Write out the part of the listing that opens with the line containing "the dark hatchback." and continues through the end of the listing, keeping the request lines. Shift every x and y coordinate in the answers up by 121.

/---

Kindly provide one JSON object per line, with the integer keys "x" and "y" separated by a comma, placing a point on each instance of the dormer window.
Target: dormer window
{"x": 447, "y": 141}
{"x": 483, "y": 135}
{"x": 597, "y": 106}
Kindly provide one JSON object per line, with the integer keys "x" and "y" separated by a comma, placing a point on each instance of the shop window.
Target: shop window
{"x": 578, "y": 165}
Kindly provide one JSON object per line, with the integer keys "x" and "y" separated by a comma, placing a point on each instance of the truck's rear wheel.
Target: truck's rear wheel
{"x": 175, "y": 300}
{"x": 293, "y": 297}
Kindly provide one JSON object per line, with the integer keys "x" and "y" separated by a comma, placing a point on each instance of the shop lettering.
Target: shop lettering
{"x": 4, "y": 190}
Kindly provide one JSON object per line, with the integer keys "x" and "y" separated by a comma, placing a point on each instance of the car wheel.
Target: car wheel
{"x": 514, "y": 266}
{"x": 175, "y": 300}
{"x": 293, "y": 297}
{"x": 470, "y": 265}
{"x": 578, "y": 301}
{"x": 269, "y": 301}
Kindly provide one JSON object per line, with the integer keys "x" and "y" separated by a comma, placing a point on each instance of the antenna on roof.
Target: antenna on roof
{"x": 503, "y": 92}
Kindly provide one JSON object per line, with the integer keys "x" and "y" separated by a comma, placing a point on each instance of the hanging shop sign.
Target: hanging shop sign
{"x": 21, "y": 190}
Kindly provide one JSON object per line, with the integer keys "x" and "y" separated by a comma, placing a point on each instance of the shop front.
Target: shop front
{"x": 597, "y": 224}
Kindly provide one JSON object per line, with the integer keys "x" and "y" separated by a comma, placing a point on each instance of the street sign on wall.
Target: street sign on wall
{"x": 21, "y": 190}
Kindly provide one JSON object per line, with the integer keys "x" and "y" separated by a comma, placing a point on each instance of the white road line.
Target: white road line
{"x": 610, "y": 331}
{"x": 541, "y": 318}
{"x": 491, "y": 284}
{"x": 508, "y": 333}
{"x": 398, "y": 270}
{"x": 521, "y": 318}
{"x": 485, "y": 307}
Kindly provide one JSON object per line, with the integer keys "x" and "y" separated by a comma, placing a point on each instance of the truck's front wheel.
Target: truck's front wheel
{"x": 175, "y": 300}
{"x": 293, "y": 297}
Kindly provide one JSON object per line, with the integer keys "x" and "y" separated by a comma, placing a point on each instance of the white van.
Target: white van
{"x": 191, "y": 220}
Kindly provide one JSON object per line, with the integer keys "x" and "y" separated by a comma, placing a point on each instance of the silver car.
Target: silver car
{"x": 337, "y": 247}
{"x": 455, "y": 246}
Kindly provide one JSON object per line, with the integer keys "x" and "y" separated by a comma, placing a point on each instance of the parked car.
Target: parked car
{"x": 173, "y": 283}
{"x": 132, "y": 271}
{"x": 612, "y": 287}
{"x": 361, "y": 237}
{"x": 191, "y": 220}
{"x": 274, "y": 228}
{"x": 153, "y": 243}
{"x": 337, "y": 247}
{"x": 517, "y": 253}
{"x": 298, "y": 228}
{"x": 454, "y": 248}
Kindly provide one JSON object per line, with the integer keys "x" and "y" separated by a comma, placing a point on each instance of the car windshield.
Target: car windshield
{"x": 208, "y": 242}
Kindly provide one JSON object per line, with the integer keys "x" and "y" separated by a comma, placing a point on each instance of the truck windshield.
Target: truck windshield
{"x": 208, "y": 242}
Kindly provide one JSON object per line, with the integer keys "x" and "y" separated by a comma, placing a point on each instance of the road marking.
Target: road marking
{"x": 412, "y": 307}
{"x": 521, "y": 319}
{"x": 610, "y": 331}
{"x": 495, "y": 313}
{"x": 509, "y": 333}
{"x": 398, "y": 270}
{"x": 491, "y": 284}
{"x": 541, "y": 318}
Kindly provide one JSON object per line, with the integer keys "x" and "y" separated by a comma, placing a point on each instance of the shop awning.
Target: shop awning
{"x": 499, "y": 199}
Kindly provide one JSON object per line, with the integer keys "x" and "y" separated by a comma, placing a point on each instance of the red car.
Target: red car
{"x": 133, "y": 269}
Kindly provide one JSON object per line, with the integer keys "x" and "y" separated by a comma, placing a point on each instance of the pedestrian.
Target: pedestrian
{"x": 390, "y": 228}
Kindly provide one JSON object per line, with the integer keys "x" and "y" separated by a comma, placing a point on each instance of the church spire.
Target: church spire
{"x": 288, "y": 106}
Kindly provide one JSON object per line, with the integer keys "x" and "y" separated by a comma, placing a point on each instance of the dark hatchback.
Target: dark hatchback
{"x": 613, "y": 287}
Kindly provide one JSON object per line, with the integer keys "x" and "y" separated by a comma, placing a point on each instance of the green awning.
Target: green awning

\---

§ Reply to the task
Kindly provide one JSON object per line, with the integer keys "x" and "y" separated by a comma, placing a point on each instance of the dark hatchback.
Target: dark hatchback
{"x": 734, "y": 408}
Kindly provide one JSON object per line, with the integer keys "x" and "y" separated by a comma, placing a point on each instance of the green awning.
Target: green awning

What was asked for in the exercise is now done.